— begin Input records —

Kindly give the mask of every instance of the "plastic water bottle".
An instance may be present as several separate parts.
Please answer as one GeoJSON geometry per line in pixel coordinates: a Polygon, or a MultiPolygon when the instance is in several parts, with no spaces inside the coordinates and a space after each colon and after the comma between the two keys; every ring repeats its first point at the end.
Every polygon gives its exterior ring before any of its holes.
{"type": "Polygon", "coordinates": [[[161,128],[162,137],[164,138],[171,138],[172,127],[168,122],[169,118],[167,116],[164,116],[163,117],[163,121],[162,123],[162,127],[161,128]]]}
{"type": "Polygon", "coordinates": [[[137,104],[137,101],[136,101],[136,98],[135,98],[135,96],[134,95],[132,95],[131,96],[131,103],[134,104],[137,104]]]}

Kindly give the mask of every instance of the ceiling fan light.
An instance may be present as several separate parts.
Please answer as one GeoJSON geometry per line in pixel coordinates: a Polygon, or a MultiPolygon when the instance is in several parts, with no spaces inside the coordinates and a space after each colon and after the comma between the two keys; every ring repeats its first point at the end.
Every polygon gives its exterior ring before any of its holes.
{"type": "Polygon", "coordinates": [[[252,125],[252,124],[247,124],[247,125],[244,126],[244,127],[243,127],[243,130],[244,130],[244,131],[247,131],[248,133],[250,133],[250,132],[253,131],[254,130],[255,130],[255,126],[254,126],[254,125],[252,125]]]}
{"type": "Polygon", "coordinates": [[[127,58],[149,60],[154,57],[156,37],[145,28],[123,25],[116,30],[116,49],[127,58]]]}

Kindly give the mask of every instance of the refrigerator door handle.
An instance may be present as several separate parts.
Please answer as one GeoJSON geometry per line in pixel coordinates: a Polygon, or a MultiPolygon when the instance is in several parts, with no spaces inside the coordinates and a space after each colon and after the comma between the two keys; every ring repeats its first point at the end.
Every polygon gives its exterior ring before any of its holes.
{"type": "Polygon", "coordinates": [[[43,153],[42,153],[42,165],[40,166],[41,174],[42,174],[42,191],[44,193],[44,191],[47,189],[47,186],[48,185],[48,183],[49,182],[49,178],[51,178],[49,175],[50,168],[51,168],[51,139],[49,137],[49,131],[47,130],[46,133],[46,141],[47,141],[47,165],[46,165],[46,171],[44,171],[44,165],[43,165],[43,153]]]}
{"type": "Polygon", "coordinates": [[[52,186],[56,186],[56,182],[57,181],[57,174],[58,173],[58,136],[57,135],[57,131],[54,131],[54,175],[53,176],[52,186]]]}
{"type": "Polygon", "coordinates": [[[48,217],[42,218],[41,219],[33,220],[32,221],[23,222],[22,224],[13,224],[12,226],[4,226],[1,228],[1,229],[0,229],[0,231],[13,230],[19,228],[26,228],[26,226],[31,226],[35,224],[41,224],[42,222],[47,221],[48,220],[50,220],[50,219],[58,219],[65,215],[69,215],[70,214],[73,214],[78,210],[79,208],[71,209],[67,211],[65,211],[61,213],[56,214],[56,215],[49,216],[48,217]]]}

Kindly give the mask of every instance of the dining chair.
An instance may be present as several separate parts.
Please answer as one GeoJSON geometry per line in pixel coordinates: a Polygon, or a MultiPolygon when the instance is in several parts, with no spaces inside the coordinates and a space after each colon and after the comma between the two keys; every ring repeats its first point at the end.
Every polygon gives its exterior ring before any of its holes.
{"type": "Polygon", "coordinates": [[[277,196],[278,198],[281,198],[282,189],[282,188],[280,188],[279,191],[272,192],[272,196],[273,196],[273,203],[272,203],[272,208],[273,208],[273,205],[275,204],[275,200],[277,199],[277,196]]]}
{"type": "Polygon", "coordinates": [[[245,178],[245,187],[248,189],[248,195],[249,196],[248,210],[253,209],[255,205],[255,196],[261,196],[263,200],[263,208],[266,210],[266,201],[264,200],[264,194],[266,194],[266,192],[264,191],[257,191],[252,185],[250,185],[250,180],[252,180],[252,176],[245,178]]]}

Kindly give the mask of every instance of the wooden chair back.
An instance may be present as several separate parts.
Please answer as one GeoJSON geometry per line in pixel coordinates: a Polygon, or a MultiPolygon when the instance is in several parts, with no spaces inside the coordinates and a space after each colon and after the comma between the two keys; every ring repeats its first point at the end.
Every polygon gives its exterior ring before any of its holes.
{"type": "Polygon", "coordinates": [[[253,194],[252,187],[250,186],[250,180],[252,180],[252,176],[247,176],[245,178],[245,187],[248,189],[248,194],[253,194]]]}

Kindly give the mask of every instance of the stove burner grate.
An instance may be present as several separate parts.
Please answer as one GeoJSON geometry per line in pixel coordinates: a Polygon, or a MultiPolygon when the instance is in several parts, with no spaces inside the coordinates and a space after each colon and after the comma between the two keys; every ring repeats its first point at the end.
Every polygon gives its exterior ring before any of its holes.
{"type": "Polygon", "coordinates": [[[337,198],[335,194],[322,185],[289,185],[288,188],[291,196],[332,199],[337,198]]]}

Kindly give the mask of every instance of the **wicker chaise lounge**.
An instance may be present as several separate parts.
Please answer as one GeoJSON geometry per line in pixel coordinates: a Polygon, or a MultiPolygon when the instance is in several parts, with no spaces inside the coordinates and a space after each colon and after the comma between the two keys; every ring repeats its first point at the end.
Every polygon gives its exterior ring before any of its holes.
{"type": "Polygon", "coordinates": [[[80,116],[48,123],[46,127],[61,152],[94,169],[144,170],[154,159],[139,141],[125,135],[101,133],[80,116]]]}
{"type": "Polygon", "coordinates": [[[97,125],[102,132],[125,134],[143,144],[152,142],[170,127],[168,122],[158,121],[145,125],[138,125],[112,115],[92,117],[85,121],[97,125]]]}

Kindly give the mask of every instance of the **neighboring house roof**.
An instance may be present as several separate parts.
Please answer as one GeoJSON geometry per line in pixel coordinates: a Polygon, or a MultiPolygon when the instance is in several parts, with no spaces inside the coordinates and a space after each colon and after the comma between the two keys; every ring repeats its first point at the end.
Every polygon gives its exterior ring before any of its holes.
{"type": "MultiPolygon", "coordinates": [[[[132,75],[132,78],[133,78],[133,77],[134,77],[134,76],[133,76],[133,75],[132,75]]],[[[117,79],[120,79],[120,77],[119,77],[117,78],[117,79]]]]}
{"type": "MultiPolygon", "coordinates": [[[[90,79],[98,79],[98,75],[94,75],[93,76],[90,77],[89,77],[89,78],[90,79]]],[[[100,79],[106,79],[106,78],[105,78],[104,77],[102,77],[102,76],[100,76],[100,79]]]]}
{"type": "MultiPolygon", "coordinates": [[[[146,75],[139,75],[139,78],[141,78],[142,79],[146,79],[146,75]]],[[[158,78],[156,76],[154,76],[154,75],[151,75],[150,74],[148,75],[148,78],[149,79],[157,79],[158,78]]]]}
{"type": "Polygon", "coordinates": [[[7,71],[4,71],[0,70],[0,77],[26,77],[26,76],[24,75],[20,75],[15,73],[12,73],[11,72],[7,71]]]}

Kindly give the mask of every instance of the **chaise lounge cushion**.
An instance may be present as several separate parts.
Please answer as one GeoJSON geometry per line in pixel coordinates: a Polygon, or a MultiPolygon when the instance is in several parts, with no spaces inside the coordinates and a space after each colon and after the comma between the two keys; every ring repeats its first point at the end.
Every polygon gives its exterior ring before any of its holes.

— end Input records —

Problem to solve: Find the line containing "Kindly give the mask of every instance of the **chaise" in the material above. Print it and every line after it through the end, exactly and only those.

Worked answer:
Kindly give the mask of every instance of the **chaise lounge cushion**.
An instance may be present as several separate parts.
Please answer as one GeoJSON geometry per line in pixel coordinates: a Polygon, or a MultiPolygon when the instance is in several parts, with no spaces inside the coordinates and a space after each colon and after the comma between the two keys; every ring repeats its first point at the end.
Every polygon gives its exterior ring before any of its holes.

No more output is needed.